TEXT.
-*-*-
Presseschau Ulrich Matthes: nicht zugelassen
Zu #23: Wen meinen Sie mit "abgehalfterte Politiker" bzw. "rechte Nachtreter"? Zu #26: In den Medien des Internets sind Verständigungen möglich, die in den "Qualitätsmedien" nicht mehr zugelassen werden. Allerdings auch das Gegenteil, wie die Beiträge zeigen.
Presseschau Ulrich Matthes: Tacitus lesen
@26: Seien Sie unbesorgt, lieber WS. Es geht nicht darum, in irgendeinem unbedeutendem Forum einer theateraffinen Peripherie seine Meinung kund zu tun. Das juckt nun wirklich niemanden. Es geht auch nicht um Zensur im klassischen Sinne, es geht um Meinungs- und Deutungshoheit, v.a. in Bezug auf Dinge, wo es um viel, um wahnsinnig viel Geld und Macht geht. Nehmen Sie beispielsweise die sog. Finanz- resp. Bankenkrise. Milliarden werden (zum Hohn redlicher Steuerzahler und zum Schaden sämtlicher Sozialsysteme) an die Verursacher des Übels ausgeschüttet, da ja das System, wie uns Politiker, Spitzenfunktionäre und einige "Qualitätsmedien" glauben machen, alternativlos sei. Man nennt es dann Rettungsschirm, anstatt Kriminalitätssubvention. Wie auch immer, es gibt kein Leitmedium, das massiv darauf hinwirken oder nachhaltig dafür plädieren würde, dieses System grundlegend zu ändern/abzuschaffen, während sich der nächste Börsencrash schon am Horizont abzeichnet. Mehr als ein wenig frotzeln wird nicht gemacht. Empfehle hierzu: https://www.youtube.com/watch?v=hnH10TfhkOQ
Es gibt noch zig andere Themen (bsp. die NATO), die in "unseren" Leitmedien sehr, sehr glimpflich besprochen werden, wenn sie denn überhaupt kritisch angegangen werden. Das hat gute Gründe, und hat nichts mit Verschwörungstheorien zu tun. - Der echte Shakespeare hat Tacitus gelesen, das sollten Sie vielleicht auch tun, anstatt zu pöbeln. Doch wenn Sie glauben, alles sei tutti, dann schlafen Sie ruhig weiter. Good night. "Der schlauste Weg, Menschen passiv und folgsam zu halten, ist, das Spektrum akzepierter Meinungen strikt zu limitieren, aber innerhalb dieses Spektrums sehr lebhafte Debatten zu erlauben." Noam Chomsky
Presseschau Ulrich Matthes: Simulation von Kritik
# 20 Stefan B - auch Sie fügen sich bestens in die neue Diskussionskultur, wie sie im Netz unter AfD- und Pegida-Label boomt: Jede Stimme der Mäßigung, die auch etwas Verteidigenswertes an einem System findet, das in Deutschland und Europa einen nie dagewesenen flächendeckenden Wohlstand ermöglicht, von der Freiheit des Einzelnen ganz zu schweigen, der wird als naiv und schlimmeres niedergemacht. Geistige Mobilmachung, wie gesagt, auch Sie sind schon in Stellung. Um welchen Preis? - Ich finde, Sie klagen auf historisch höchstem Niveau! Ich bin dafür, sowohl die Demokratie als auch die Qualitätsmedien (ich bin unbedingt für die Wiedereinführung dieses Begriffes!!!) an dem Vielen zu messen, das gelingt. Dass auch manches nicht gelingt. das muss sein, es gehört zum Prozess, bestätigt eher das Prinzip und stellt es keineswegs infrage. Selbiges gilt übrigens auch für das vielgeschmähte Stadttheater. Wir haben alle viel zu verlieren. Was wir allenfalls zu gewinnen hätten, das leuchtet mir jedoch weniger ein. Wie ich sie verabscheue, all die Klugscheisser, die immer den einen Fall als Beispiel für das Versagen des Ganzen herbei zerren. Kritischer Verstand? Hinter die Fassade blicken? - Das bleibt für mich allzuoft bei der blossen Behauptung, bei der Simulation von Kritik. Der Gestus ist alles. - Und nein, ich arbeite weder für eine öffentlich-rechtliche Anstalt noch stehe ich im Sold eines Qualitätsmediums.
-*-*-
ROHDATEN.
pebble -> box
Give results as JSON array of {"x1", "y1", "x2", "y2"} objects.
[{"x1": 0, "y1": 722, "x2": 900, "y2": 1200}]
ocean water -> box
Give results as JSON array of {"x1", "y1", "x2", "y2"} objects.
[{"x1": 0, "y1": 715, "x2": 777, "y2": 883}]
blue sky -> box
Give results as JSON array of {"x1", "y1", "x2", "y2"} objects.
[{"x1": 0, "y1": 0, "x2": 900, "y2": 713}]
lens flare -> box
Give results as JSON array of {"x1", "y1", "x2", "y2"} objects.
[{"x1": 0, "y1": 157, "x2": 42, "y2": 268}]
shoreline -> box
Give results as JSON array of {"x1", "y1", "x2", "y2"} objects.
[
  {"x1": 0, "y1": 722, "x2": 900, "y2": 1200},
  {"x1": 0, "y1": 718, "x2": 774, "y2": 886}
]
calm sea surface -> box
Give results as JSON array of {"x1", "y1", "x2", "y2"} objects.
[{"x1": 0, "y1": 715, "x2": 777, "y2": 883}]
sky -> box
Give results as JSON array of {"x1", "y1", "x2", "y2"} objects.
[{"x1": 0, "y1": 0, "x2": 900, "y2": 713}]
-*-*-
AUFGABEN.
1. Entscheide für jede Aussage, ob sie zu den Kommentaren zur Presseschau passt, und belege jedes Ja oder Nein mit einem wörtlichen Zitat daraus. (a) Der Beitrag „Tacitus lesen“ nennt die Finanz- bzw. Bankenkrise als Beispiel. (b) Der Verfasser des Beitrags „Simulation von Kritik“ arbeitet für eine öffentlich-rechtliche Anstalt. (c) Das Zitat am Ende des Beitrags „Tacitus lesen“ wird Noam Chomsky zugeschrieben.
2. Schreib bitte eine Fortsetzung der Kommentare zur Presseschau, die an deren letzten Satz anschließt.
Die Zeilen haben mit den Kommentaren zur Presseschau nichts zu tun.

LÖSUNGEN.
1.
(a) Ja: „Nehmen Sie beispielsweise die sog. Finanz- resp. Bankenkrise.“
(b) Nein: „Und nein, ich arbeite weder für eine öffentlich-rechtliche Anstalt noch stehe ich im Sold eines Qualitätsmediums.“
(c) Ja: „Noam Chomsky“

2.
Presseschau Ulrich Matthes: Ahnung und Ex-Gegenwart
@23: Wer Heiner Flassbeck als "rechten Nachtreter" bezeichnet - und das ist aus Ihrem Kommentar zu schließen -, der hat entweder absolut keine Ahnung oder er ist absolut böswillig.
Lieber Exintendant, in Ihrem Fall begrüße ich das "Ex" vor "Intendant" zutiefst.
Presseschau Ulrich Matthes: haltlos
#27 Herr Steckel, na, wen wird der "Dichter" wohl meinen? die "Quellen", die Sie da anführen! Die ich persönlich auch für mehr als bedenklich halte.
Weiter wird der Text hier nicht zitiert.